**YOUR INSTRUCTIONS**
Keep the pictures out of the copy and print all the entries below exactly.

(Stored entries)
....
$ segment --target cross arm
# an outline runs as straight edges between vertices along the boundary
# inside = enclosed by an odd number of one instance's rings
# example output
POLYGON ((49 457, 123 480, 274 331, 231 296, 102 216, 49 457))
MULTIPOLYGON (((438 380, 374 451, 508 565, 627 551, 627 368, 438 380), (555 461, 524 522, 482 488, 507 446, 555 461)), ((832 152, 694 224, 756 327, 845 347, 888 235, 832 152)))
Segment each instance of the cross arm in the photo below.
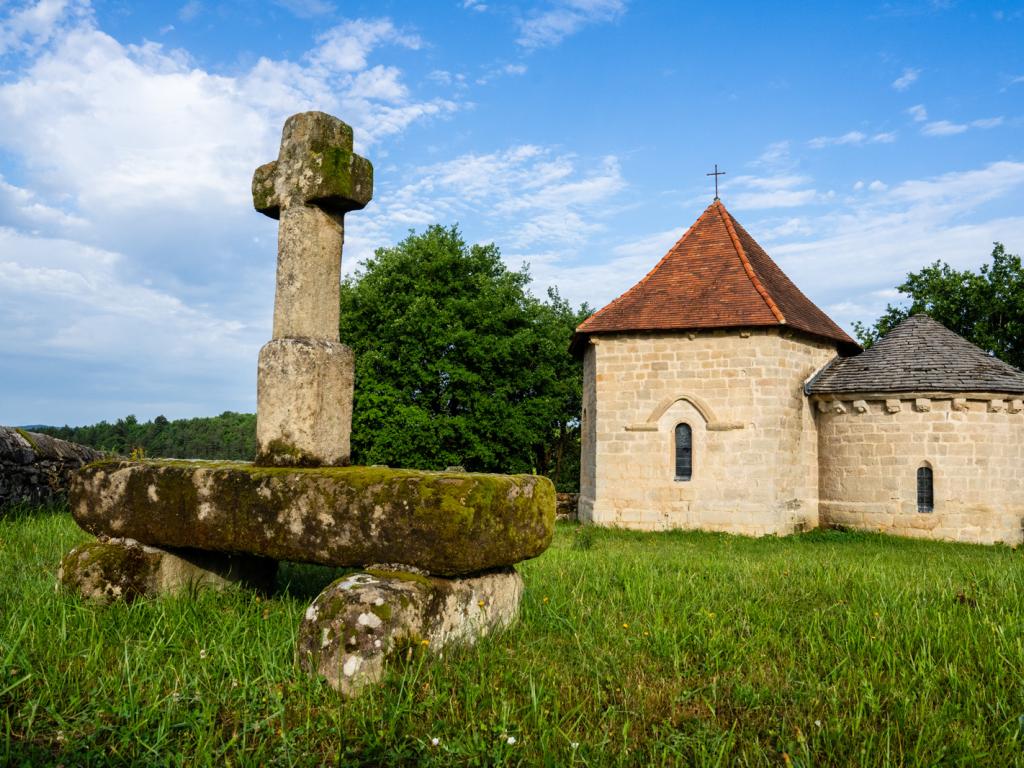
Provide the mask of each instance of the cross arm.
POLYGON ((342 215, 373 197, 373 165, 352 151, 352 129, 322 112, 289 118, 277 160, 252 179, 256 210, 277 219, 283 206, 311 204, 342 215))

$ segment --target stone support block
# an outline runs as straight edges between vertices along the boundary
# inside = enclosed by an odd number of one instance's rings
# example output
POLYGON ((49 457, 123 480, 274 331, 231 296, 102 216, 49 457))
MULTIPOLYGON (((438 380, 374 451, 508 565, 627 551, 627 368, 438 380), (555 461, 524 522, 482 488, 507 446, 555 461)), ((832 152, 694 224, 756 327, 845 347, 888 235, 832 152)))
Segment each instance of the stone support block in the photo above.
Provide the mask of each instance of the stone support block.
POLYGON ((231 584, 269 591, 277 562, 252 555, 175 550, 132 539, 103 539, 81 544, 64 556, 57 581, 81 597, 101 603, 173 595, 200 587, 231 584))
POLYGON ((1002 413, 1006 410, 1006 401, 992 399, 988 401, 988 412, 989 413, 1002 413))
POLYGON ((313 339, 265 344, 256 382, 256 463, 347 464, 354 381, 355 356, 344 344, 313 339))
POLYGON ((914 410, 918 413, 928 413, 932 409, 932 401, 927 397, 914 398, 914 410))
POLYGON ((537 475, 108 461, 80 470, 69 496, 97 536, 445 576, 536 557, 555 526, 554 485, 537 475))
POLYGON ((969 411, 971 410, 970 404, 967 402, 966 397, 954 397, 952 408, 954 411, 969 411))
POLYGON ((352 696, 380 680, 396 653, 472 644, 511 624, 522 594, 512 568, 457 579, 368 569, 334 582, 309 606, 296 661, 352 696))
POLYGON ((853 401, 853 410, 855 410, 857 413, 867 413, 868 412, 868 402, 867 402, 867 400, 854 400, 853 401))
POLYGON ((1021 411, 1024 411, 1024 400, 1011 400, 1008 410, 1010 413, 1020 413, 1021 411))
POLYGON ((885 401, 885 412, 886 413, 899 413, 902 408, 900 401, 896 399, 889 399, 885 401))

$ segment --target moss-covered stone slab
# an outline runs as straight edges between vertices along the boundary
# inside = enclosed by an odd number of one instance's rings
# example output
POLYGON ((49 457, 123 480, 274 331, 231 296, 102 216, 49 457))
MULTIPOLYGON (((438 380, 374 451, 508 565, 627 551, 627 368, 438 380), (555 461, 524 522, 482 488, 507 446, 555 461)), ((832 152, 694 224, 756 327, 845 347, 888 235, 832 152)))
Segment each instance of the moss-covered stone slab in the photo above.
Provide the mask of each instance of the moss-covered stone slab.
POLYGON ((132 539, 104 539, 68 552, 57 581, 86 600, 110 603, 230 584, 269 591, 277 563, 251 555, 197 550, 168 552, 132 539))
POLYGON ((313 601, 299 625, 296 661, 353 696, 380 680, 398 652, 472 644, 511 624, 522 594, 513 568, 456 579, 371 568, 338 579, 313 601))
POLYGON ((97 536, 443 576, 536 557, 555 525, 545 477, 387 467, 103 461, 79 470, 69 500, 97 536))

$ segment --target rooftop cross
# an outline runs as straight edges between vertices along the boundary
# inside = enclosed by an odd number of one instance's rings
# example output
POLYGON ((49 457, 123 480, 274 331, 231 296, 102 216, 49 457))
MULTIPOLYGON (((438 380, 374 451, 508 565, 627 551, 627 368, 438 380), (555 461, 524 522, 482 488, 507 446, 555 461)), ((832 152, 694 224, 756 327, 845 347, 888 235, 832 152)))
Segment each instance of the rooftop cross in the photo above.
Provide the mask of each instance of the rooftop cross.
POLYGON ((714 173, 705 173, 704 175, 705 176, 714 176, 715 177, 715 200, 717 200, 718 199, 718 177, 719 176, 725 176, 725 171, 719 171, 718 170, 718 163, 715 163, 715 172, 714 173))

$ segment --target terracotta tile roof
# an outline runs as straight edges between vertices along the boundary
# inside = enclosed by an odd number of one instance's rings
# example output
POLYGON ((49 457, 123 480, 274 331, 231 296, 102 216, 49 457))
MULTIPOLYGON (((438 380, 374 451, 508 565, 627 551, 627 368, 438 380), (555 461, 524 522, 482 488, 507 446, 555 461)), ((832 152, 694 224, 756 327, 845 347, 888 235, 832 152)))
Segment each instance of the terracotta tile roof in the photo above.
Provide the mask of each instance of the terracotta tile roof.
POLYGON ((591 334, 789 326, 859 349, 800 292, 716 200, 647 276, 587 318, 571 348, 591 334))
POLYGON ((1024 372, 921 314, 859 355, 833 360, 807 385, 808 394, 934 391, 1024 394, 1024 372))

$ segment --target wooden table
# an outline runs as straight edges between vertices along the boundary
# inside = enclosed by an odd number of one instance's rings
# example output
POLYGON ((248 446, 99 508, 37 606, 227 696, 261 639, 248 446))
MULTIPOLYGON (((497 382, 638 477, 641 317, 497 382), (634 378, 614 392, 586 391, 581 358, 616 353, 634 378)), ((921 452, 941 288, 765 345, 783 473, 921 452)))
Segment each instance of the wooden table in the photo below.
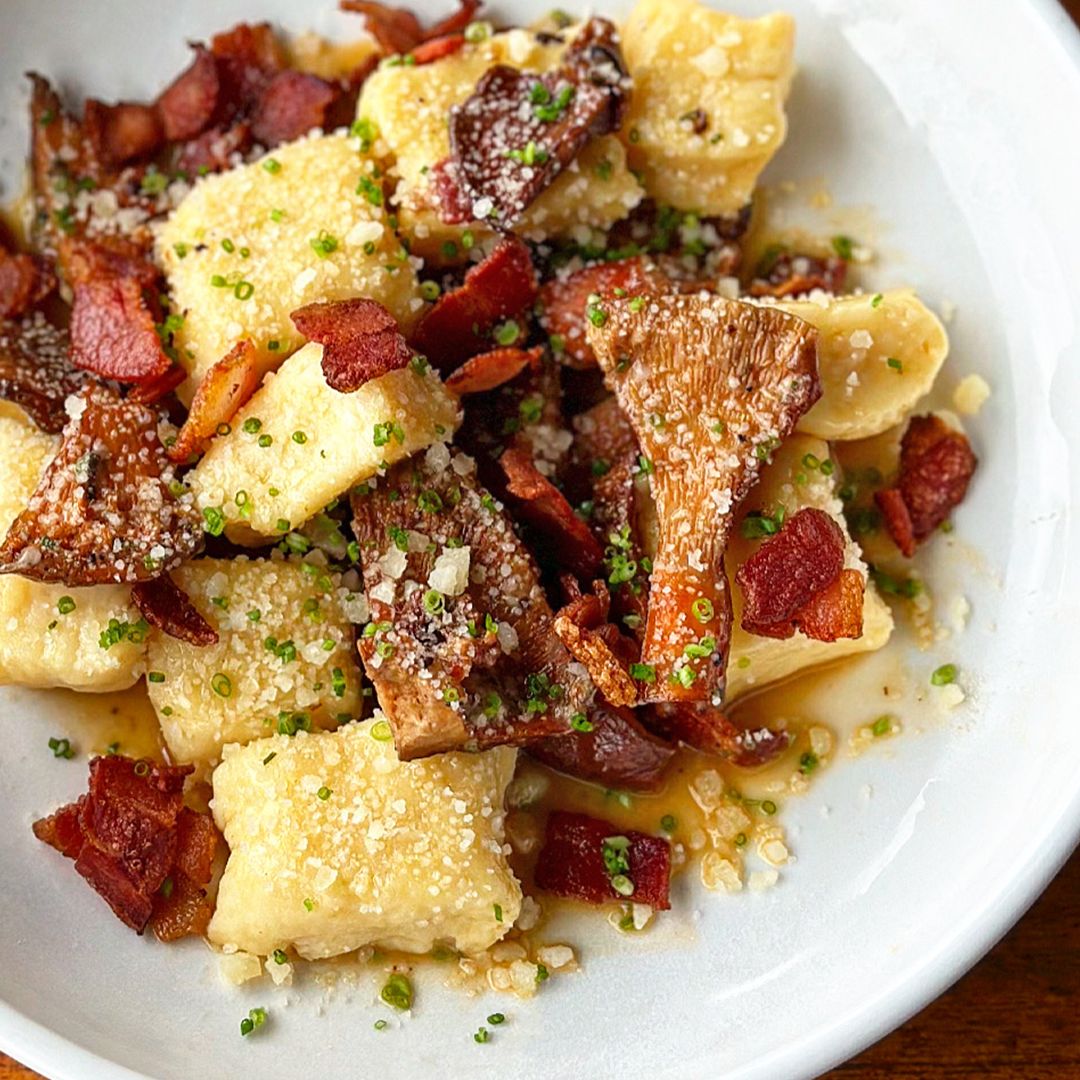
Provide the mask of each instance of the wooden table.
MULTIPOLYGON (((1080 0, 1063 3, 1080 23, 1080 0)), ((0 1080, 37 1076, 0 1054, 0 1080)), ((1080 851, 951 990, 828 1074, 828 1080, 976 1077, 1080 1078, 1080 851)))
....
**RESULT OF THIS TASK**
$ segment --target cross arm
# an outline runs as straight edges between vertices along the boundary
# inside = enclosed by an odd number of one instance's rings
# example output
POLYGON ((49 457, 123 480, 274 331, 231 296, 102 216, 49 457))
MULTIPOLYGON (((438 380, 374 451, 508 565, 627 551, 627 368, 438 380), (555 461, 524 522, 482 488, 507 446, 555 461)), ((832 152, 694 224, 756 327, 845 347, 888 235, 832 152)))
Segment each instance of the cross arm in the photo below.
Provide the mask of each instance of the cross arm.
POLYGON ((342 215, 373 197, 373 165, 352 151, 352 129, 322 112, 289 118, 277 160, 252 179, 256 210, 277 219, 283 206, 311 204, 342 215))

$ segment --target stone support block
# an outline runs as straight edges between vertices along the boundary
# inside = enclosed by an odd number of one instance's rings
# example output
POLYGON ((49 457, 123 480, 274 331, 231 296, 102 216, 49 457))
MULTIPOLYGON (((438 380, 374 451, 508 565, 627 551, 627 368, 438 380), (555 461, 524 522, 482 488, 507 446, 555 461)), ((832 152, 694 224, 756 327, 845 347, 888 235, 832 152)))
Segment each instance of the stone support block in the photo above.
Provide the mask of each instance of the stone support block.
POLYGON ((231 584, 269 591, 277 562, 252 555, 175 550, 132 539, 103 539, 81 544, 64 556, 57 581, 81 597, 101 603, 173 595, 200 587, 231 584))
POLYGON ((1002 413, 1006 410, 1006 401, 992 399, 988 401, 988 412, 989 413, 1002 413))
POLYGON ((313 339, 265 344, 256 382, 256 463, 347 464, 354 381, 355 356, 344 344, 313 339))
POLYGON ((914 410, 918 413, 928 413, 932 409, 932 401, 927 397, 914 398, 914 410))
POLYGON ((537 475, 108 461, 80 470, 69 496, 97 536, 445 576, 536 557, 555 526, 554 485, 537 475))
POLYGON ((969 411, 971 410, 970 404, 967 402, 966 397, 954 397, 952 408, 954 411, 969 411))
POLYGON ((352 696, 380 680, 396 653, 472 644, 511 624, 522 594, 512 568, 457 579, 368 569, 334 582, 309 606, 296 661, 352 696))
POLYGON ((853 401, 853 410, 855 410, 857 413, 867 413, 868 412, 868 402, 867 402, 867 400, 854 400, 853 401))
POLYGON ((1021 411, 1024 411, 1024 400, 1011 400, 1008 410, 1010 413, 1020 413, 1021 411))
POLYGON ((885 401, 885 412, 886 413, 899 413, 902 408, 900 401, 896 399, 889 399, 885 401))

$ segment --target moss-covered stone slab
# an outline runs as straight edges between vertices along the boundary
# inside = enclosed by an odd number of one instance's rings
# example output
POLYGON ((49 457, 123 480, 274 331, 231 296, 102 216, 49 457))
MULTIPOLYGON (((438 380, 374 451, 508 565, 627 551, 627 368, 438 380), (555 461, 524 522, 482 488, 507 446, 555 461)), ((832 152, 694 224, 756 327, 845 347, 888 235, 832 152)))
Segment each instance of the moss-covered stone slab in the photo above.
Provide the mask of each instance of the moss-covered stone slab.
POLYGON ((132 539, 104 539, 68 552, 57 581, 86 600, 110 603, 230 584, 269 591, 277 563, 251 555, 197 550, 168 552, 132 539))
POLYGON ((313 601, 299 625, 296 661, 353 696, 380 680, 398 652, 472 644, 511 624, 522 594, 513 568, 456 579, 371 568, 338 579, 313 601))
POLYGON ((97 536, 443 576, 536 557, 555 525, 545 477, 387 467, 103 461, 79 470, 69 500, 97 536))

$ segment --target rooftop cross
# an outline runs as straight edges between vertices along the boundary
# inside = enclosed by an odd number of one instance's rings
# example output
POLYGON ((49 457, 123 480, 274 331, 231 296, 102 216, 49 457))
MULTIPOLYGON (((438 380, 374 451, 508 565, 627 551, 627 368, 438 380), (555 461, 524 522, 482 488, 507 446, 555 461)), ((832 152, 694 224, 756 327, 845 347, 888 235, 832 152)))
Segment each instance of the rooftop cross in the photo above.
Provide the mask of each instance of the rooftop cross.
POLYGON ((714 173, 705 173, 704 175, 705 176, 714 176, 715 177, 715 200, 717 200, 718 199, 718 177, 719 176, 725 176, 725 171, 719 171, 718 170, 718 163, 715 163, 715 172, 714 173))

$ segment --target terracotta tile roof
# an outline runs as straight edges between vertices along the boundary
# inside = enclosed by an odd number of one instance's rings
# example output
POLYGON ((49 457, 123 480, 274 331, 231 296, 102 216, 49 457))
MULTIPOLYGON (((438 380, 374 451, 508 565, 627 551, 627 368, 438 380), (555 461, 524 522, 482 488, 507 446, 555 461)), ((832 152, 694 224, 756 327, 845 347, 888 235, 832 152)))
Segment each instance of the terracotta tile roof in the photo above.
Provide the mask of each instance of the terracotta tile roof.
POLYGON ((591 334, 789 326, 859 349, 800 292, 716 200, 647 276, 587 318, 571 348, 591 334))
POLYGON ((1024 372, 921 314, 859 355, 833 360, 807 385, 808 394, 934 391, 1024 394, 1024 372))

$ segment --target wooden table
# an outline runs as straight edges between vertices along the boundary
# inside = enclosed by an odd number of one instance's rings
# example output
POLYGON ((248 446, 99 508, 37 606, 227 696, 261 639, 248 446))
MULTIPOLYGON (((497 382, 638 477, 641 317, 497 382), (634 378, 614 392, 586 391, 581 358, 616 353, 634 378)), ((921 452, 941 288, 765 345, 783 473, 921 452)))
Segment each instance of the wooden table in the photo below.
Provide the mask of each instance of the wooden table.
MULTIPOLYGON (((1080 0, 1063 3, 1080 23, 1080 0)), ((0 1080, 37 1076, 0 1054, 0 1080)), ((1080 851, 951 990, 828 1074, 828 1080, 976 1077, 1080 1078, 1080 851)))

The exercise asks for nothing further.